Extract the complete listing and repeat it word for word.

Record excerpts:
──────

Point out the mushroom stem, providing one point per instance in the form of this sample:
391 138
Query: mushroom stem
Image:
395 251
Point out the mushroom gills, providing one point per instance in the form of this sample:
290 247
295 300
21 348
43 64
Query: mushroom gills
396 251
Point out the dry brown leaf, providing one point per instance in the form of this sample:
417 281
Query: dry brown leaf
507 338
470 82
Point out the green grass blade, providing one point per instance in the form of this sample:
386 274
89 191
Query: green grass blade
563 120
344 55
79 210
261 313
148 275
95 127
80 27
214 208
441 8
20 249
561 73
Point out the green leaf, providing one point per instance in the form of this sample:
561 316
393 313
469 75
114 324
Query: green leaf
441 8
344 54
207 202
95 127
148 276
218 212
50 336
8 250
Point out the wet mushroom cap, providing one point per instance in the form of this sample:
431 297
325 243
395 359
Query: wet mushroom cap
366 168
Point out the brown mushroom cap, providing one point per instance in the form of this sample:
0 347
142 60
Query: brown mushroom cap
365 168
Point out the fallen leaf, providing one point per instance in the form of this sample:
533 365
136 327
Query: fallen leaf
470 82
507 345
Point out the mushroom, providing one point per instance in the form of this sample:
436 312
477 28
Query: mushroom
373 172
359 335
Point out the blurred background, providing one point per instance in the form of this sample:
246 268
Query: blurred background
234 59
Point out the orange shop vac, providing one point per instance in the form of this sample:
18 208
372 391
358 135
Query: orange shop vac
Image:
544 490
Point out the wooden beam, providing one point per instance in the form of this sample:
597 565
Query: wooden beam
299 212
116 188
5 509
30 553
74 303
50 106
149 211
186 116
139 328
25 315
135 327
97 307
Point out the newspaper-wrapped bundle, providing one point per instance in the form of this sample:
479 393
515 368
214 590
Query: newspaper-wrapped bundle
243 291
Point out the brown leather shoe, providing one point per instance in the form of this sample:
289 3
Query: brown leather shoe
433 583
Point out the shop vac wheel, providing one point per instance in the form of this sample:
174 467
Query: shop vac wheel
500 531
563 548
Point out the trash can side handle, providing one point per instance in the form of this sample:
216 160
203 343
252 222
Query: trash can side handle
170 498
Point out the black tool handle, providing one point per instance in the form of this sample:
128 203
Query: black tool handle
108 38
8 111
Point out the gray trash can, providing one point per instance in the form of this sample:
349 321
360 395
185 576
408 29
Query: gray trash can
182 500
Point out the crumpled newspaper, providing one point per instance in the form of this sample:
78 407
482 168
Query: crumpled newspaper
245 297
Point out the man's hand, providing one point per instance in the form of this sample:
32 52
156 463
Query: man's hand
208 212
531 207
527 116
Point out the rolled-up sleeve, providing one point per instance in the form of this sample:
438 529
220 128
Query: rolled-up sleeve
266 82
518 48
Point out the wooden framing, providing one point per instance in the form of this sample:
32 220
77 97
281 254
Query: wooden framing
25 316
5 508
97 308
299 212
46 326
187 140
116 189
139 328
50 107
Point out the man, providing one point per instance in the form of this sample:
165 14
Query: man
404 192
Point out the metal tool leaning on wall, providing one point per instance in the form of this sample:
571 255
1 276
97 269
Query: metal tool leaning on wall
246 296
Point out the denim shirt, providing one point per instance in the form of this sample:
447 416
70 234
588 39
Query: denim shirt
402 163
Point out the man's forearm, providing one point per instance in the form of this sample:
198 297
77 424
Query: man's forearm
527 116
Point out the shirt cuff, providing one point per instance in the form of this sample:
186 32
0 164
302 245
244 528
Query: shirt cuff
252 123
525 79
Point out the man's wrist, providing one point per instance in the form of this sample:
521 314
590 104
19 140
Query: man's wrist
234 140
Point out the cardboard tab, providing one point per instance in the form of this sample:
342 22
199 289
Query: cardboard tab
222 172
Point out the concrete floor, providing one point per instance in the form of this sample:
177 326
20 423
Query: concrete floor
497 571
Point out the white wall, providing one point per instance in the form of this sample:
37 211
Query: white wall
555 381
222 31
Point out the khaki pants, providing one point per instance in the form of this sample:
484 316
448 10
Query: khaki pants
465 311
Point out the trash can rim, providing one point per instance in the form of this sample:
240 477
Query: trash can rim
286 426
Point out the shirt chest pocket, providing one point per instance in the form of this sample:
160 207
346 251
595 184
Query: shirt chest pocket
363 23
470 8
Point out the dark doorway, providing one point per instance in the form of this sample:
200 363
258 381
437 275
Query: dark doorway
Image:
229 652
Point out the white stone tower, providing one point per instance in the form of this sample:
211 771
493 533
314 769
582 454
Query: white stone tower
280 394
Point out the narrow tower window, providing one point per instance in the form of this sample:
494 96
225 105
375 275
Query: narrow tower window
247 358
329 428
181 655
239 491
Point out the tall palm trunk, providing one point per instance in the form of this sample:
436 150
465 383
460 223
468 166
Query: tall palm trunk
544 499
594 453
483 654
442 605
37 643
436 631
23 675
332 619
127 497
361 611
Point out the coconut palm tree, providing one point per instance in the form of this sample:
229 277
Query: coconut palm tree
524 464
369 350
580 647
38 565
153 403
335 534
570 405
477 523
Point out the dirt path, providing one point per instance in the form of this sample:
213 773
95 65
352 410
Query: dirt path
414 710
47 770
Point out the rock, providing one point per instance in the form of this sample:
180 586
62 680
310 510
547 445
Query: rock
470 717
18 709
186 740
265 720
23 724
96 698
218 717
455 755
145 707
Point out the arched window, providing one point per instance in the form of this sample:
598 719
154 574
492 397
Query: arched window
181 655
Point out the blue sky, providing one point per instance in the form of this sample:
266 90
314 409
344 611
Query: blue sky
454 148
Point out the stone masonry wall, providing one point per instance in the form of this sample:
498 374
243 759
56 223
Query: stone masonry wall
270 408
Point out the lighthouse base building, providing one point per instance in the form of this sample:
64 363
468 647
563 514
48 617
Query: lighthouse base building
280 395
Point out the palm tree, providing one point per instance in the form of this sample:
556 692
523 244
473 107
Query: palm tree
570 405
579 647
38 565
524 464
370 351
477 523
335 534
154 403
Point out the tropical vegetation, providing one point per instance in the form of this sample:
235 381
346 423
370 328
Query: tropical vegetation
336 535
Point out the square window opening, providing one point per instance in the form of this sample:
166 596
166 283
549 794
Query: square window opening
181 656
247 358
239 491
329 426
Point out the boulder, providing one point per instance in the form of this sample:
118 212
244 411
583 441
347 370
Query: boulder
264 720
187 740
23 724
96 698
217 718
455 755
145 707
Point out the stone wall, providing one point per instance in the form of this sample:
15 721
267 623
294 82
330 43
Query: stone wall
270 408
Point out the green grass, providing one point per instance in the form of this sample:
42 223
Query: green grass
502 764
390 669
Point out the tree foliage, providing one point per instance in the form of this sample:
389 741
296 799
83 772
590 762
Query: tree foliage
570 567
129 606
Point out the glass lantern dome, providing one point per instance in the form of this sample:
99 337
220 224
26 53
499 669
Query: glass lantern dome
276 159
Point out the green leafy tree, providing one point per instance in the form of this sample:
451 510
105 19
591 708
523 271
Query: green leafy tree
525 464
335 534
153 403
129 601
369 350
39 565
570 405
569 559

──────

Reply:
Point out the mushroom stem, providing one point per instance in the form of this sample:
391 138
Query: mushroom stem
Image:
395 251
Point out the mushroom gills, providing one point per instance in the form of this sample:
290 247
295 300
21 348
43 64
Query: mushroom gills
396 251
Point out the dry brown leaf, providing one point per instance in the form of this sample:
417 281
Query: dry brown leaf
507 338
470 82
Point out the green grass blade, providing one point per instance in the form of this sample:
386 274
89 191
Query: green grass blade
563 120
344 55
79 210
261 313
148 275
95 127
80 27
214 208
441 8
20 249
561 73
Point out the green leaf, providing one point per instance in the form of this sample:
561 316
393 313
469 75
114 324
Query: green leaf
441 8
344 54
207 202
95 127
148 276
218 212
50 336
8 250
Point out the wet mushroom cap, providing one point per instance in the form of this sample:
431 297
325 243
395 359
Query: wet mushroom cap
366 168
Point out the brown mushroom cap, providing one point per instance in the form of this sample:
0 347
142 60
Query: brown mushroom cap
365 168
Point out the fallen leaf, providing one point per instance in the form of this sample:
533 365
136 327
Query: fallen leaf
470 82
507 345
Point out the mushroom, providing one point per instance in the form of this sample:
436 312
477 28
Query: mushroom
373 172
359 335
Point out the blurred background, providing one point per instance in the form of this sample:
246 268
Query: blurred background
234 59
Point out the orange shop vac, providing one point per instance in the form of this sample:
18 208
372 391
358 135
Query: orange shop vac
Image:
544 490
Point out the wooden beam, providing one point per instance in the form of this sample:
597 565
Query: wooden beam
299 212
116 188
5 509
30 553
74 303
50 106
149 211
186 116
139 328
25 315
135 327
97 307
Point out the newspaper-wrapped bundle, providing one point per instance in the form of this sample:
479 393
515 368
214 590
Query: newspaper-wrapped bundle
243 291
Point out the brown leather shoe, providing one point per instance in the form of this sample:
289 3
Query: brown leather shoe
433 583
Point out the shop vac wheel, providing one point per instance in the form of this sample:
174 467
Query: shop vac wheel
500 531
563 548
Point out the trash can side handle, providing one point per instance in the form of this sample:
216 160
203 343
252 222
Query: trash can side handle
170 498
Point out the black tool handle, providing one point per instance in the form of this sample:
128 203
Query: black tool handle
108 38
8 111
Point out the gray trash can, providing one point per instance in the form of this sample:
349 321
360 395
185 576
408 29
Query: gray trash can
182 500
Point out the crumpled newspaper, providing one point per instance in the form of this sample:
78 407
482 168
Query: crumpled newspaper
245 297
Point out the man's hand, providing one point per instance in the form of this sample:
32 52
156 463
Query: man's hand
208 212
531 207
527 116
Point out the rolled-up sleeve, providing one point per instance in the form of this sample:
438 529
220 128
Query: rolled-up sleeve
266 82
518 48
Point out the wooden framing, providing one point per instance in the form of this sample:
32 220
77 97
281 254
Query: wooden framing
25 316
5 508
97 308
299 212
46 326
187 140
116 189
139 328
50 107
Point out the man, providing one point per instance in the form of this sample:
165 14
Query: man
404 192
Point out the metal tool leaning on wall, providing one point per instance in the form of this sample:
571 255
1 276
97 269
Query: metal tool leaning on wall
246 296
Point out the denim shirt, providing one point per instance in the form of this sample:
447 416
70 234
588 39
Query: denim shirt
402 163
Point out the man's forearm, providing one point per instance in the form of this sample:
198 297
77 424
Query: man's forearm
527 116
Point out the shirt cuff, providing one point per instance in the form of this sample:
186 32
0 164
302 245
244 528
Query: shirt cuff
252 123
525 79
Point out the man's wrist, providing one point per instance in the form of this sample:
521 314
590 104
19 140
Query: man's wrist
234 140
Point out the cardboard tab, providing one point per instance in the form of this sample:
342 22
199 289
Query: cardboard tab
222 172
Point out the concrete floor, providing one point per instance in the form of this sample:
177 326
20 423
Query: concrete floor
497 571
Point out the white wall, providing one point per instance in the form of this sample:
37 211
Query: white wall
555 381
222 31
Point out the khaki pants, providing one point per instance in the form of this sample:
484 316
448 10
Query: khaki pants
465 311
Point out the trash can rim, providing one point per instance in the form of this sample:
240 477
Query: trash can rim
286 426
Point out the shirt chest pocket, providing one point per instance in the form of this sample:
160 207
346 251
595 184
Query: shirt chest pocket
363 23
470 8
Point out the dark doorway, providing one point per instance in the form of this sample:
200 363
258 381
437 275
Query: dark doorway
Image:
229 652
Point out the white stone tower, providing one point per instance in the form of this sample:
211 771
493 533
314 769
582 454
Query: white stone tower
280 394
Point out the narrow tower window, providing one point per instance in the form of this sample:
494 96
225 105
375 275
Query: narrow tower window
247 358
329 428
181 655
239 491
Point out the tall palm trunk, providing one point per instance in the form of this sample:
436 150
465 383
460 223
468 166
Query: tall palm trunk
544 499
594 453
483 654
442 605
37 643
436 631
23 675
332 619
127 497
361 611
Point out the coconut palm tree, providing one point per instance in the form of this sample:
229 277
Query: coconut palm tree
524 464
369 350
580 647
38 565
153 403
335 534
570 405
477 523
Point out the dirt path, providing one point per instance in the form of this sample:
213 773
95 65
352 410
Query: dirt path
414 710
47 770
Point out the rock, providing one point per instance in the form of this sample:
180 586
62 680
310 510
547 445
Query: rock
470 717
18 709
186 740
265 720
23 724
96 698
218 717
455 755
145 707
Point out the arched window, providing one point per instance in the form of this sample:
598 719
154 574
492 397
Query: arched window
181 655
Point out the blue sky, providing one point per instance in the form of this sample:
266 90
314 409
344 611
Query: blue sky
454 148
Point out the stone masonry wall, providing one point per instance in the form of this sample:
498 374
243 759
56 223
Query: stone masonry wall
270 408
Point out the lighthouse base building, providing one point per instance in the form of this sample:
64 363
468 647
563 514
48 617
Query: lighthouse base building
280 395
Point out the palm tree, providing one point per instance in the form of this sample:
556 692
523 244
473 107
Query: palm tree
570 405
579 647
38 565
524 464
370 351
477 523
335 534
154 403
Point out the tropical vegetation, providing one point per instance in the form of this sample:
235 381
346 423
370 328
Query: tropical vegetation
336 535
Point out the square window opening, providing one point per instance in the form of this sample:
166 596
166 283
549 794
Query: square window opening
181 656
247 358
239 491
329 426
Point out the boulder, providing one point per instance in the form of this sample:
118 212
244 411
583 441
347 370
Query: boulder
264 720
187 740
23 724
96 698
217 718
455 755
145 707
Point out the stone wall, providing one point per instance in the form of this sample:
15 721
267 623
294 82
330 43
Query: stone wall
270 408
Point out the green grass, providing one point per instance in the form of this sample:
42 223
Query: green grass
502 764
390 669
Point out the tree foliage, providing one point per instance in the form of this sample:
389 741
296 799
83 772
590 762
Query: tree foliage
570 567
129 606
Point out the glass lantern dome, providing one point per instance in the form of this sample:
99 337
220 224
26 53
499 669
Query: glass lantern dome
276 159
Point out the green leafy tree, providing one point per instance in the form of this sample:
451 510
105 19
591 708
523 271
Query: green leafy tree
525 464
335 534
153 403
129 601
369 350
39 565
570 405
569 559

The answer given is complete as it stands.